──────── INPUT MATERIAL

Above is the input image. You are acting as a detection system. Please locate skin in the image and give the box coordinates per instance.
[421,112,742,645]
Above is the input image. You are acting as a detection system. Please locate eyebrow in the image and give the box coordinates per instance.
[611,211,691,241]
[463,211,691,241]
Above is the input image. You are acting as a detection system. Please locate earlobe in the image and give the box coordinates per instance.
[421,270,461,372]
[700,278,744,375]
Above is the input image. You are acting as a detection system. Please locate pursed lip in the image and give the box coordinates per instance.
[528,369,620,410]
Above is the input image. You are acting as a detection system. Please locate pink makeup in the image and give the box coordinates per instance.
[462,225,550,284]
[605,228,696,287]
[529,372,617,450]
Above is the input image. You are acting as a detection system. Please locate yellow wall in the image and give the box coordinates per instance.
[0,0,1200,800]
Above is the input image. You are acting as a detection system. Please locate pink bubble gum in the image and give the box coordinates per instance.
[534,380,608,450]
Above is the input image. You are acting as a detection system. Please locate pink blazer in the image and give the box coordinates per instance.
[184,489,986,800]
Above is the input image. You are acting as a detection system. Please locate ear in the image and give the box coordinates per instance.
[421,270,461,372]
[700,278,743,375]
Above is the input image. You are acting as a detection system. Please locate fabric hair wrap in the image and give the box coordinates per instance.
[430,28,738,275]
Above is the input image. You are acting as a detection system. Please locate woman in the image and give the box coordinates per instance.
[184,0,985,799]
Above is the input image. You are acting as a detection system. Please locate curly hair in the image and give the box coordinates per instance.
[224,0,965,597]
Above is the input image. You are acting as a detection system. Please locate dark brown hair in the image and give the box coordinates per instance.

────────────────

_EXERCISE OBJECTIVE_
Copy the rows verbatim, from the first line through the line that contains "[430,28,738,275]", with that line included.

_CORRECT OUTPUT_
Above is the input image. You are acting as a detection system. Please locate skin in the image and give the box coordinates per instance.
[421,112,742,645]
Above is the input image. You are acting as a detection system. Please locate eyebrow in the image and give the box coordinates per instance.
[611,211,691,241]
[463,211,691,241]
Above is the input image. You are acting as a detection system. Please locate earlobe in the image and give the box coordinates per instance.
[421,270,461,372]
[700,278,744,375]
Above is the input image. You are acting as a detection system. Please locate pursed lip in the image and give the box coordinates per instance.
[528,369,620,410]
Above is the input image. You are acting as a detection system. Please locate pink makeup in the image and give the box coordinates per instance.
[462,225,550,284]
[605,228,696,287]
[529,372,617,450]
Above is the input image. You are acting as a detection system. Please locate yellow wall in the image and give the box coordinates per instance.
[0,0,1200,800]
Above is the input image. You are acting as a detection system. Please locate pink bubble gum in the image and give the box coordinates per instance.
[534,380,608,450]
Above is the input image. You are acting as a detection system. Please locate pink blazer in the image and give the box coordinates per instance.
[184,489,986,800]
Above is the input image. You are acting as a detection system. Please locate ear in the image and give the box coordinates per instance.
[421,270,461,372]
[700,278,743,375]
Above is the input image. You are acting as a detection system. Please locate fabric hair wrap in the image and give the box coordinates per instance.
[430,28,738,275]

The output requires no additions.